++++ Passage fourni

Mais où sont passés les électeurs de Mélenchon?

Il faut le dire • Le 23 avril 2017, près de 20% des électeurs qui avaient participé à l’élection présidentielle glissaient le bulletin de vote de Jean-Luc Mélenchon dans l’urne. (Par Luca Schalbetter)

Le 23 avril 2017, près de 20% des électeurs qui avaient participé à l’élection présidentielle glissaient le bulletin de vote de Jean-Luc Mélenchon dans l’urne. Deux ans après, le constat est glaçant: la liste de la France insoumise obtient 6.13% aux européennes, soit plus de 5 millions et demi d’électeurs perdus…

Par le choix de changer une politique de souveraineté, appelée par les médias «populiste», pour une politique de guéguerre pour l’hégémonie sur la gauche, dont il rêvait d’être le nouveau Mitterrand, Jean-Luc Mélenchon a liquidé les possibilités et les espoirs qui pouvaient être mis dans sa formation. On ne construit pas une nouvelle force crédible en essayant de rassembler des vieux appareils en voie de disparition. La France insoumise avait manifestement décidé de s’adresser prioritairement aux classes urbaines éduquées, en abandonnant le rassemblement du «peuple» contre ses «élites». Le choix du profil de sa tête de liste est symptomatique: Manon Aubry, ancienne responsable de l’UNEF et porte-parole de l’ONG Oxfam.

++++++++
++++ Lignes fournies

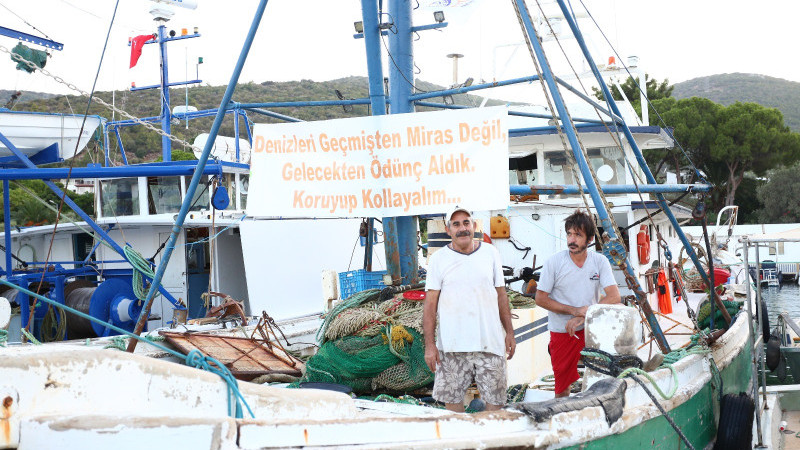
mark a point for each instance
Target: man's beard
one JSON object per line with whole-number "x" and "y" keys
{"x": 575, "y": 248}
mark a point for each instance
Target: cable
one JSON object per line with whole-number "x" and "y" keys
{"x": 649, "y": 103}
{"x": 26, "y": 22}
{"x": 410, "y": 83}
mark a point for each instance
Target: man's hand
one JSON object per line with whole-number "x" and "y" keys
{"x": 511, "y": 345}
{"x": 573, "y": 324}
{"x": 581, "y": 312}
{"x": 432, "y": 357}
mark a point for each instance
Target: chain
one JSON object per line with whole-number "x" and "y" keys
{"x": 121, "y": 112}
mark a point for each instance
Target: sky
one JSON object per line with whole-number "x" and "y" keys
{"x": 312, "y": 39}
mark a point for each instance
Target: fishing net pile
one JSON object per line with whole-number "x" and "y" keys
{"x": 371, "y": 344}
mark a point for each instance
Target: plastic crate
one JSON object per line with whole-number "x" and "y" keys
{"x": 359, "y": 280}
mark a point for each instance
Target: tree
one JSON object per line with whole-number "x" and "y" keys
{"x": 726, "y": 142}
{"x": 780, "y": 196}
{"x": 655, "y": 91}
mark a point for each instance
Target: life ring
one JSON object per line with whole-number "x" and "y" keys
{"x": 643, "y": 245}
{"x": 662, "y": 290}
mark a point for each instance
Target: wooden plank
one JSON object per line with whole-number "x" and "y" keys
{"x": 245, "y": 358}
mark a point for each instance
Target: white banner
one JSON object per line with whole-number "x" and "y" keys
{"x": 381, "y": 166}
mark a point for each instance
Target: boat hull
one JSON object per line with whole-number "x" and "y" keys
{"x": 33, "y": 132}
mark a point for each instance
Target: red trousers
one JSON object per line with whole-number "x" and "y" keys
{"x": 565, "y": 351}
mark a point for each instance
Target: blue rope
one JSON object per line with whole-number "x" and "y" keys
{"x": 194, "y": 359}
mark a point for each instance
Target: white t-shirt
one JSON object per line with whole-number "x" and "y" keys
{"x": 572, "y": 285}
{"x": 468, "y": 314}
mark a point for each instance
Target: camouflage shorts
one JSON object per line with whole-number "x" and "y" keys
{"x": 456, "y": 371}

++++++++
++++ Lignes fournies

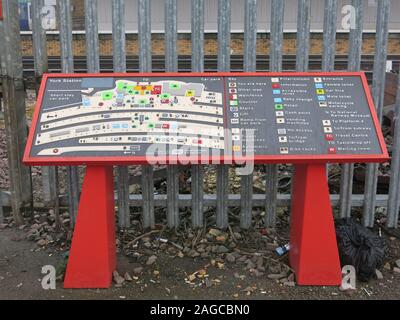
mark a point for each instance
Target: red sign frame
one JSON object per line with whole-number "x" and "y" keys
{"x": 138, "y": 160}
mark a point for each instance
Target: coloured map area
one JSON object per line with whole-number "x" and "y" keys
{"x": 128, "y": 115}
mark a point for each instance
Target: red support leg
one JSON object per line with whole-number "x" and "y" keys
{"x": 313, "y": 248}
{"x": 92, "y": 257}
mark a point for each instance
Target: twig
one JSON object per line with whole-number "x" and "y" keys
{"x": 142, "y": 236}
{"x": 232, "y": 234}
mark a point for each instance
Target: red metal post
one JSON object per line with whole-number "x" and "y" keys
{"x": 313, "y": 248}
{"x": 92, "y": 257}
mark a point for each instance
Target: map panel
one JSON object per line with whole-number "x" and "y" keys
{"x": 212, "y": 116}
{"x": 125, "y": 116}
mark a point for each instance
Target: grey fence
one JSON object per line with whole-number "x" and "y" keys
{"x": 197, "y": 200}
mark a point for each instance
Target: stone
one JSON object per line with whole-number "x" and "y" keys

++++++++

**Liste des tâches**
1. Transcrivez le passage fourni sur les électeurs de Mélenchon, de « Par le choix » jusqu'à « de l’ONG Oxfam. ».
2. D'après le passage fourni sur les électeurs de Mélenchon, répondez brièvement :
(a) À quelle date près de 20 % des électeurs ont-ils voté pour Jean-Luc Mélenchon à l'élection présidentielle ?
(b) Quel score la liste de la France insoumise obtient-elle aux européennes ?
(c) De quelle ONG Manon Aubry était-elle porte-parole ?

**Réponses fournies**
1.
Par le choix de changer une politique de souveraineté, appelée par les médias «populiste», pour une politique de guéguerre pour l’hégémonie sur la gauche, dont il rêvait d’être le nouveau Mitterrand, Jean-Luc Mélenchon a liquidé les possibilités et les espoirs qui pouvaient être mis dans sa formation. On ne construit pas une nouvelle force crédible en essayant de rassembler des vieux appareils en voie de disparition. La France insoumise avait manifestement décidé de s’adresser prioritairement aux classes urbaines éduquées, en abandonnant le rassemblement du «peuple» contre ses «élites». Le choix du profil de sa tête de liste est symptomatique: Manon Aubry, ancienne responsable de l’UNEF et porte-parole de l’ONG Oxfam.

2.
(a) Le 23 avril 2017.
(b) 6.13 %.
(c) Oxfam.